(Point-per-instance localization data)

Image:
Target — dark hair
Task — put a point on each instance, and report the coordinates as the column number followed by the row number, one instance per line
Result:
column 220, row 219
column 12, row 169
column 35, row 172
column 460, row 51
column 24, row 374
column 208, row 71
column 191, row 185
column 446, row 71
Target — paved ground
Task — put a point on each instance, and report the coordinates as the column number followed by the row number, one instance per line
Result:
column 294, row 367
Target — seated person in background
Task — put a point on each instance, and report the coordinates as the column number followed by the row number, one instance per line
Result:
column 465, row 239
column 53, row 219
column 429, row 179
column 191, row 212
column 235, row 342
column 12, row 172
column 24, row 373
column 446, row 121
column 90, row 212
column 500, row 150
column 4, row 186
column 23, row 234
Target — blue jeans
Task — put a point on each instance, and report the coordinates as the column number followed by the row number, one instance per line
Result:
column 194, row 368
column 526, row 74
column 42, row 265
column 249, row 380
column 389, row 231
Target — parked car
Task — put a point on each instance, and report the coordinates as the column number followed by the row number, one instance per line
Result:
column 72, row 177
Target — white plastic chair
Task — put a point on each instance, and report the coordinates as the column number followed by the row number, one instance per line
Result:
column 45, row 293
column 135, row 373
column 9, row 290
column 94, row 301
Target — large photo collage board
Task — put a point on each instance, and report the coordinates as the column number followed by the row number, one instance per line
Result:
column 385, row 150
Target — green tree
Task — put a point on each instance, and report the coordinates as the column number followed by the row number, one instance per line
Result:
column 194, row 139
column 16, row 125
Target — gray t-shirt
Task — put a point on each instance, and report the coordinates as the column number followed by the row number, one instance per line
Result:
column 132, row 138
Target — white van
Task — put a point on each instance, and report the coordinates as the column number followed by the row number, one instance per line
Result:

▶ **Brief**: Could you write out, exactly as they stand, only the lines above that begin at the line with "Target — blue jeans" and stop after the line with "Target — green tree"?

▶ **Reply to the task**:
Target — blue jeans
Task — put a point on each instance, and report the coordinates as the column number followed by the row number, one instance per line
Result:
column 194, row 368
column 526, row 74
column 42, row 265
column 249, row 380
column 389, row 231
Target — parked car
Task — put a point on each instance, and report the coordinates as the column number followed by the row number, one instance per line
Result:
column 72, row 177
Target — white plastic chair
Task — put a point on each instance, and report the coordinates as the column number followed by the row number, one instance per line
Result:
column 45, row 293
column 135, row 373
column 9, row 290
column 94, row 301
Target — large photo collage board
Task — put a point on each instance, and report the coordinates as the column number followed by the row number, one instance per line
Result:
column 385, row 150
Target — green tree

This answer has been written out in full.